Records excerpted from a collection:
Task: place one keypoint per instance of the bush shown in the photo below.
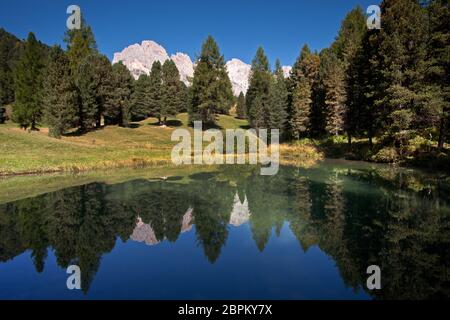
(386, 155)
(2, 115)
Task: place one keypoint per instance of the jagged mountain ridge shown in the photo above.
(138, 58)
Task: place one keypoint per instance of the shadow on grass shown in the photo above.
(170, 123)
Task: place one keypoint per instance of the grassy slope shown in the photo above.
(110, 147)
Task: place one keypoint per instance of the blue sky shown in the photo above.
(239, 26)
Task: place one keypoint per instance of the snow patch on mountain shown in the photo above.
(139, 58)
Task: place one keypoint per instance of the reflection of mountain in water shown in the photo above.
(357, 217)
(240, 213)
(143, 232)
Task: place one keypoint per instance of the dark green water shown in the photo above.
(233, 234)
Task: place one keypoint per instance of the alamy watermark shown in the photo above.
(74, 20)
(374, 18)
(192, 151)
(374, 280)
(74, 280)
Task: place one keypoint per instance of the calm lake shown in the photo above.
(230, 233)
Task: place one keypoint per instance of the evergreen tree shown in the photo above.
(278, 100)
(155, 94)
(172, 90)
(140, 99)
(80, 44)
(299, 119)
(240, 108)
(335, 98)
(302, 78)
(258, 91)
(28, 84)
(344, 52)
(60, 94)
(438, 72)
(403, 53)
(211, 91)
(2, 115)
(118, 108)
(94, 78)
(10, 51)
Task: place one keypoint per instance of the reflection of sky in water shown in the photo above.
(232, 234)
(180, 271)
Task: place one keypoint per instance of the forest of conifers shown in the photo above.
(385, 91)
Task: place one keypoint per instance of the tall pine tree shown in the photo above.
(278, 100)
(300, 93)
(118, 108)
(93, 80)
(172, 91)
(438, 72)
(211, 91)
(335, 97)
(60, 94)
(140, 97)
(28, 76)
(240, 107)
(257, 98)
(155, 95)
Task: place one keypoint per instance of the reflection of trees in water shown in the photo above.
(359, 218)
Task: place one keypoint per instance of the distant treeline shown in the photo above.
(390, 86)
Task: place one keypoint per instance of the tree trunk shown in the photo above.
(441, 134)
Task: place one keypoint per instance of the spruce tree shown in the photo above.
(278, 100)
(80, 44)
(28, 85)
(10, 51)
(155, 94)
(302, 78)
(335, 98)
(258, 91)
(2, 114)
(345, 49)
(211, 91)
(140, 100)
(60, 94)
(240, 107)
(172, 90)
(118, 107)
(403, 55)
(93, 80)
(438, 71)
(299, 119)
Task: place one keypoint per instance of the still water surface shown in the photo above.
(233, 234)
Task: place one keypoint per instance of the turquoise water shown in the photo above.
(233, 234)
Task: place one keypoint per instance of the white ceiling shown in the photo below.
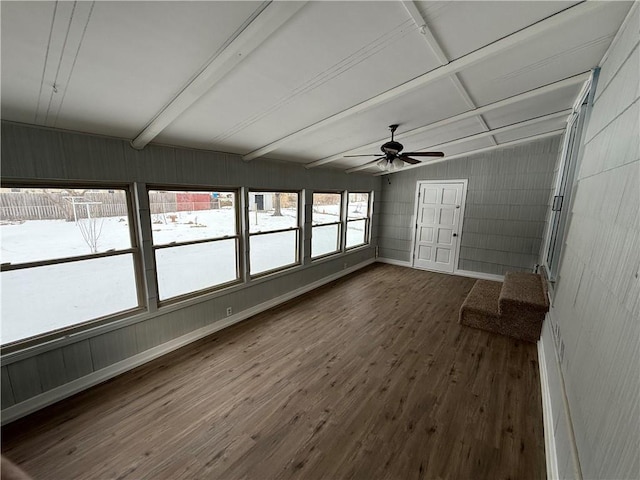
(304, 82)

### [Required work]
Every entry must be written out exactly, with all pictures left out.

### [Task result]
Task: place one keypoint per instance of the bush shown in the photo below.
(386, 155)
(2, 115)
Task: place one keypoint per instance of the jagged mountain ridge shown in the photo above.
(138, 58)
Task: place one keypoint per instance of the shadow on grass shown in the photo above.
(170, 123)
Task: place one keypoint per instance of the grassy slope shown in the photo above.
(110, 147)
Task: place one keypoint per instance of the blue sky shown in the photo above.
(239, 26)
Task: place one keypoint per instance of the snow patch on mountain shown in the photo above.
(139, 58)
Task: place one keypoint per instance of the reflection of mountain in water shown in the photo above.
(357, 217)
(240, 213)
(143, 232)
Task: place one keypoint per instance of the dark green water shown in the photo above.
(233, 234)
Task: place one keypoint per instance of the alamy watermark shown in the photo above.
(74, 20)
(374, 18)
(192, 151)
(374, 280)
(74, 280)
Task: place one keypoint per instance of the calm lake shown in the photo above.
(230, 233)
Task: place one keypoint per instance of the evergreen tree shown in the photo above.
(278, 100)
(155, 94)
(172, 90)
(140, 99)
(80, 44)
(299, 119)
(240, 108)
(335, 98)
(302, 78)
(258, 91)
(28, 84)
(344, 52)
(60, 94)
(438, 72)
(403, 53)
(211, 91)
(2, 115)
(118, 108)
(94, 78)
(10, 51)
Task: place one keypoint per instance of the reflection of sky in water shown in the photo above.
(232, 234)
(180, 271)
Task: place one keypoint per instance of the forest of conifers shown in the photo above.
(385, 91)
Task: place one keypoint per instance of the tall pine tree shown in the photo above.
(278, 100)
(300, 93)
(118, 108)
(93, 80)
(172, 91)
(438, 72)
(211, 91)
(335, 97)
(60, 94)
(140, 97)
(28, 76)
(240, 107)
(257, 98)
(155, 95)
Task: place one keypoint per instance of the reflection of trees in water shown in the photo above.
(359, 218)
Task: place one keypoint per instance of the distant treeline shown in the photo above.
(390, 86)
Task: place one keypoint per instance of the tree trunk shown in the photo above.
(441, 134)
Task: place one keypoint per instance of the spruce tree shown in the photo above.
(278, 100)
(80, 44)
(28, 85)
(10, 51)
(155, 94)
(302, 78)
(335, 98)
(258, 91)
(2, 114)
(345, 49)
(211, 91)
(140, 100)
(60, 94)
(240, 107)
(172, 90)
(118, 107)
(403, 55)
(93, 80)
(438, 71)
(299, 119)
Task: place one keypoint per instance of the still water surface shown in the photo above.
(233, 234)
Task: place one keypoint per instance of the turquoise water shown in the photo above.
(233, 234)
Task: place one keypoint per instance of the white ceiling shown in the photo below.
(304, 82)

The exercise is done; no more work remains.